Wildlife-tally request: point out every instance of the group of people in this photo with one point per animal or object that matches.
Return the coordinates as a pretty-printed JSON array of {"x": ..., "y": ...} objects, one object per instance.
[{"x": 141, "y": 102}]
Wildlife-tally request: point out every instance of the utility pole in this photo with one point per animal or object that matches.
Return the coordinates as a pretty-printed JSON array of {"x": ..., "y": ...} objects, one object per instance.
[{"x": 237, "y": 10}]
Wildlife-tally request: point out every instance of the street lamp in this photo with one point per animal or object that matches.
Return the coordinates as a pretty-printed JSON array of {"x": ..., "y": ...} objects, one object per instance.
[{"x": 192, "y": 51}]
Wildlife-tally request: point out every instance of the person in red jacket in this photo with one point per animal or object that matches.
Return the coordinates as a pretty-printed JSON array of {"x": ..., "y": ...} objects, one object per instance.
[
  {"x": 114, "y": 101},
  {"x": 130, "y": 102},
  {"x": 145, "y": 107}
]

* * *

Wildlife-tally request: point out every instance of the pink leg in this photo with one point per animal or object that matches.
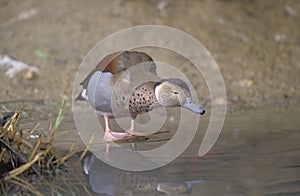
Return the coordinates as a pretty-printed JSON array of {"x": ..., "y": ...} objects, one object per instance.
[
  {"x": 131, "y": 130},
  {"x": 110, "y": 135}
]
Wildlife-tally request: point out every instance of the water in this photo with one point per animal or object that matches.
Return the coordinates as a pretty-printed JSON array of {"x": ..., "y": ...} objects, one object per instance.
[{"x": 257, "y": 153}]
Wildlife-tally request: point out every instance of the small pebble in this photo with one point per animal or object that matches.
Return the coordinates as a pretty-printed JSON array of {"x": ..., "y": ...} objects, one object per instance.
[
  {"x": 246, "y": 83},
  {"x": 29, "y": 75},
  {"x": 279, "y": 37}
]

Objective =>
Please return every line above that contains the word "Wildlife", copying each one in full.

Final answer =>
Wildlife-tally request: point out every instance of the group of people in this photo with one point per animal or object that matches.
Wildlife-tally request: point out every instance of the utility pole in this photo with one point per animal or object that matches.
Wildlife-tally request: point out every instance of the street lamp in this photo with one point per animal or object that matches.
Wildlife-tally request: point out every instance of the person in red jacket in this photo with one point per animal or object that matches.
Wildlife-tally request: point out every instance of the pink leg in this photo with one point per animal or object that matches.
Wildlife-tally request: point out every instance of the water in this photo with one point per animal or object that matches.
Wildlife-tally request: point out every instance of the small pebble in this photo with one point per animal or object that matches.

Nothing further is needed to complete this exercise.